All lines from the one containing "hmm let me think... yeah i need the tree boxed" to the end of the entries below should be output exactly as they appear. No other lines should be output.

Items from a data source:
########

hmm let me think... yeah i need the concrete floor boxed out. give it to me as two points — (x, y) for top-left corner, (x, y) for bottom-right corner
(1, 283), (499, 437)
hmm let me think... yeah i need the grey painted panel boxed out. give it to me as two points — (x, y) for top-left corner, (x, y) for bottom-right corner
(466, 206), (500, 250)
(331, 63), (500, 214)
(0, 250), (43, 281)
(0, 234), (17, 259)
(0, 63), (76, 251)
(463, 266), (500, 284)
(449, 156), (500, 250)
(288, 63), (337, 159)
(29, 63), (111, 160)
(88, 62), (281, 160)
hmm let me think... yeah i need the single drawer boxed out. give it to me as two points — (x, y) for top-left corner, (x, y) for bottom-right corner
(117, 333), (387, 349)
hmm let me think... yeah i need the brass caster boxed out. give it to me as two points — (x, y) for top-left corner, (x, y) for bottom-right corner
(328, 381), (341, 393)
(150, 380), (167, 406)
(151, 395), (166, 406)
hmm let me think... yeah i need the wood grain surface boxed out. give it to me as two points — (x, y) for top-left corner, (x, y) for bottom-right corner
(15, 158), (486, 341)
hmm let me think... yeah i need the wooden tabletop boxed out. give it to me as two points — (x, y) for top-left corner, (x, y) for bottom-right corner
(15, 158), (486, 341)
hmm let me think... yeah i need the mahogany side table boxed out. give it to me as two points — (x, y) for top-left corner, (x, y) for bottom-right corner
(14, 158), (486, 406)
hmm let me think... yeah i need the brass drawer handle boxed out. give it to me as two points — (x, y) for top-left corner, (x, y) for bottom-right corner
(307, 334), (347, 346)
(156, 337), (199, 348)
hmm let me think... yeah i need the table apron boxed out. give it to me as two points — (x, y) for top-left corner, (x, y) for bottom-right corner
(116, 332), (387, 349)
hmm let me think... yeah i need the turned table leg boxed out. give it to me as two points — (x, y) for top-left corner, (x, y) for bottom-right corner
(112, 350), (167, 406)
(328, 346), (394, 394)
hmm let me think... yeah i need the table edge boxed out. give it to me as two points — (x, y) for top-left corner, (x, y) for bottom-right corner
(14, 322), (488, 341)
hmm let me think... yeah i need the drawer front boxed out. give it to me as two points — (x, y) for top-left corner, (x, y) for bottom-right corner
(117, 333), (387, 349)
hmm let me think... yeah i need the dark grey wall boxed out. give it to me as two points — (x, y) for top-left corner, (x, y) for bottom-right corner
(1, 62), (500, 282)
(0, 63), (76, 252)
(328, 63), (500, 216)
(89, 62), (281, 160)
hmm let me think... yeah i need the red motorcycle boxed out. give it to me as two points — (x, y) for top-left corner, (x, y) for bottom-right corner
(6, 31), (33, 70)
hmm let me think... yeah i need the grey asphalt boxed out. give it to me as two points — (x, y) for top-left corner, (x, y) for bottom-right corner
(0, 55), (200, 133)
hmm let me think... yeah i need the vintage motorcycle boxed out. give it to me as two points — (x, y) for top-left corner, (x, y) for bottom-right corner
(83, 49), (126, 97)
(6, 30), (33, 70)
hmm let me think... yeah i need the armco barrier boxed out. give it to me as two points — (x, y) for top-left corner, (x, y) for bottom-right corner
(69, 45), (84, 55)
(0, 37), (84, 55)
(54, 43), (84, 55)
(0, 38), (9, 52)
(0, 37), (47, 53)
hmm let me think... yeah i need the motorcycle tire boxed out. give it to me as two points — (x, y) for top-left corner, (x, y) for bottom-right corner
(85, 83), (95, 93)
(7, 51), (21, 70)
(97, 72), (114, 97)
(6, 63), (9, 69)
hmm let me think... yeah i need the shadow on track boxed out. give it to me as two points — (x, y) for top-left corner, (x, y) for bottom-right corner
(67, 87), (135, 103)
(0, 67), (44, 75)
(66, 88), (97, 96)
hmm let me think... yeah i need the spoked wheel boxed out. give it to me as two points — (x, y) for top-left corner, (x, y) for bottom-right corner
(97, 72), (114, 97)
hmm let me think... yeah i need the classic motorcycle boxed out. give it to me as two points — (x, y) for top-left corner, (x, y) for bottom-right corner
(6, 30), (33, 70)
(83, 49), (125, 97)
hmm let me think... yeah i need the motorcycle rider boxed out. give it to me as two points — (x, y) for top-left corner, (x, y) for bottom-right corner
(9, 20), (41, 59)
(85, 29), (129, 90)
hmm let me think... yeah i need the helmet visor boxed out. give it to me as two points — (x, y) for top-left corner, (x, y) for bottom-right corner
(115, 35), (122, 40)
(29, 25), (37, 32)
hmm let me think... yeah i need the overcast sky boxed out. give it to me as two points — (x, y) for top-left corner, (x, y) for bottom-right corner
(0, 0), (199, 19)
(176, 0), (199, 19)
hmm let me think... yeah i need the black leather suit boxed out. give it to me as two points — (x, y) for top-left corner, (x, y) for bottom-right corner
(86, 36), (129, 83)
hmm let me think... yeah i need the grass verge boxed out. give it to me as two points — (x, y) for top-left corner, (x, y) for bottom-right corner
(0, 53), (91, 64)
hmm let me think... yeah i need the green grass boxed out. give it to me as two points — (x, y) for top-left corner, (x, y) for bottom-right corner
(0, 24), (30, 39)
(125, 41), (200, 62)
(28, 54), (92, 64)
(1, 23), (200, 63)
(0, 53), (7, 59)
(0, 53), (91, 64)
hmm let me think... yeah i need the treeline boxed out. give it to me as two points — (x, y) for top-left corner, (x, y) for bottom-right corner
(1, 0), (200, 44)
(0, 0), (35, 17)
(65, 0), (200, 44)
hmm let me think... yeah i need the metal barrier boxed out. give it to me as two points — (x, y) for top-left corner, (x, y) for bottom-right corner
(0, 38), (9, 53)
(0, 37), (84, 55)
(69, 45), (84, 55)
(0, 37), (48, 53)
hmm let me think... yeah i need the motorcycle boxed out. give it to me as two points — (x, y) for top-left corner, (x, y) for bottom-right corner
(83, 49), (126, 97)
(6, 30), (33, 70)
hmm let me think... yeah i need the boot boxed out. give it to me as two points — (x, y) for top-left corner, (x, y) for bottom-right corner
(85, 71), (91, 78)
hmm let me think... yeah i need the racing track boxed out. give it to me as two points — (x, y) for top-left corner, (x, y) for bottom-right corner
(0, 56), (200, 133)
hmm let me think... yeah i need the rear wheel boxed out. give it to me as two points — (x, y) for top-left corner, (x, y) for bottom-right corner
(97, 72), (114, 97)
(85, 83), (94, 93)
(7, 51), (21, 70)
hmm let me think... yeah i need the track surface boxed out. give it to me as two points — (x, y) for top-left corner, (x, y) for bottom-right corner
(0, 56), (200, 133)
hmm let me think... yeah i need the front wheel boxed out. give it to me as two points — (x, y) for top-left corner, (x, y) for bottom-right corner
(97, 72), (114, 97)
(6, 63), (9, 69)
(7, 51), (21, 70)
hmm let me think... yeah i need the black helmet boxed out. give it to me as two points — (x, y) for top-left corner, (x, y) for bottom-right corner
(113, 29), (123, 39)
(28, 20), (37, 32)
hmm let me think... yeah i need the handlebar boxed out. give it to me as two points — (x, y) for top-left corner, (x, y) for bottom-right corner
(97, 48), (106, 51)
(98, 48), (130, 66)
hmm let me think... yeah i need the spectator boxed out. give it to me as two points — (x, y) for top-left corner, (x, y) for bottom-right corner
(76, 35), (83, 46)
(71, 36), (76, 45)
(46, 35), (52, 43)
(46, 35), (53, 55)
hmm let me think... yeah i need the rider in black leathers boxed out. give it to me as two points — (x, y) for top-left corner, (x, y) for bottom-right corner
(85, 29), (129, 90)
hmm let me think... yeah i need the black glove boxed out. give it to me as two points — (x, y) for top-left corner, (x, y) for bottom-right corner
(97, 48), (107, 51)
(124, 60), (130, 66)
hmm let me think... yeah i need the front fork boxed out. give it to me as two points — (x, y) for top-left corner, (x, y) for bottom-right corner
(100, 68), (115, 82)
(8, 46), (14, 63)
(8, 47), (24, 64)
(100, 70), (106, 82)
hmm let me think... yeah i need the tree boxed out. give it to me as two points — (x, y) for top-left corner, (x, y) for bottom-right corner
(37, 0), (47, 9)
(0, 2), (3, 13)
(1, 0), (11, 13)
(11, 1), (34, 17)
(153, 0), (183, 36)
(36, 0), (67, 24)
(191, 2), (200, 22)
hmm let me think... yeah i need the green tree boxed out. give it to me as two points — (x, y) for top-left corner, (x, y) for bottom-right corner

########

- Response:
hmm let me think... yeah i need the tree boxed out. give it to me as two points — (x, y) for top-left corner, (x, y) for bottom-right corner
(37, 0), (47, 9)
(0, 2), (3, 13)
(1, 0), (11, 13)
(11, 1), (34, 17)
(153, 0), (183, 36)
(36, 0), (67, 24)
(191, 2), (200, 22)
hmm let me think... yeah i need the green tree boxed out. give it to me as two points — (x, y) for top-left corner, (x, y) for bottom-right corner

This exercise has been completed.